## begin PAGE EXTRACT

[Foundation-l] Re: Formal request: Wikinews project

Andrew Lih andrew.lih at gmail.com
Tue Oct 12 15:38:29 UTC 2004


I'm heartened to hear the "grow it" strategy. Perhaps I was alarmed
because the initial document on meta was quite ambitious. The Slashdot
comparison is intriguing, but I tend to think of their community as a
fleet of pundit robots from [[MST3K]], rather than a solid reporting
crew. :)

Perhaps the biggest question is that blogging and Wikipedia editing is
largely done "in your pajamas" sitting at home. Just what level of
original reporting can we expect to see with Wikinews? Will there be
much pounding the pavement and getting street interviews? Photography?
Phoners? Now that [[Podcasting]] is gaining momentum, the prospects of
radio and TV dispatches is exciting as well. In some countries,
getting access to news events requires official accreditation, so will
this be an obstacle?

Also, a good starting point for recruitment would be to contact the
folks listed at: http://meta.wikimedia.org/wiki/Press_Corps

-Andrew (User:Fuzheado)

On 12 Oct 2004 17:05:00 +0200, Erik Moeller <erik_moeller at gmx.de> wrote:
> Andrew-
> > RfA isn't quite a reputation system like Slashdot karma or eBay's
> > ratings. Adminship is a one-time bar to pass, usually for life, and
> > there are is no metric to capture  the highs and lows of a
> > contributor's performance.
> 
> This is the case for Wikinews as well - see the proposal.
> 
> >> * establish workflow - [[Wikipedia:Featured article candidates]],
> >> [[Wikipedia:Peer review]], [[m:Article validation]]
> 
> > But these are completely optional, and not required at all for article
> > writing.
> 
> That's true, but as you yourself state:
> 
> > There is a notable difference between Wikipedia and Wikinews -- the
> > matter of deadlines and edition time. Wikipedia's content is
> > continually morphing. But for news to be news, it must be frozen at
> > one point in time, and that puts Wikinews within a different dynamic.
> 
> Also, it is very likely that we will have a stable (or milestone) edition
> of Wikipedia, which would make the two processes very similar.
> 
> I don't buy your sharp distinction between Wikipedia and Wikinews. First
> of all, because Wikipedia content doesn't undergo a publishing phase, any
> article at any given time can contain all of the things you mention. I've
> had to remove claims about some guy being a child pornographer or a
> pedophile out of Wikipedia articles which had been there for months and
> successfully re-inserted by anonymous users. If the guy had been hostile
> to Wikipedia, he could certainly have made a case that we haven't done our
> job of policing the content on our site. All of Fred Bauder's nightmare
> scenarios are equally applicable in this context.
> 
> Even when an article has actually undergone community review, many of the
> risks remain. That's why we have disclaimers like "Wikipedia does not
> provide legal advice", and why we have endless discussions about obscenity
> and pornography.

## end PAGE EXTRACT
## begin SOURCE MATERIAL

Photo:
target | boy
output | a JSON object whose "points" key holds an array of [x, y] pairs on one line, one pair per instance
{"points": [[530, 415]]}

## end SOURCE MATERIAL

▶ _EXERCISE INSTRUCTIONS_:
- 1) In the Wikinews mailing-list post, translate this sentence into French: "In some countries, getting access to news events requires official accreditation, so will this be an obstacle?"
- 2) Copy word for word the stretch of the Wikinews mailing-list post from "Phoners? Now that" through "be an obstacle?".

▶ _SOLUTIONS BELOW_:
- 1) Dans certains pays, l'accès aux événements d'actualité nécessite une accréditation officielle ; cela constituera-t-il donc un obstacle ?

- 2)
Phoners? Now that [[Podcasting]] is gaining momentum, the prospects of
radio and TV dispatches is exciting as well. In some countries,
getting access to news events requires official accreditation, so will
this be an obstacle?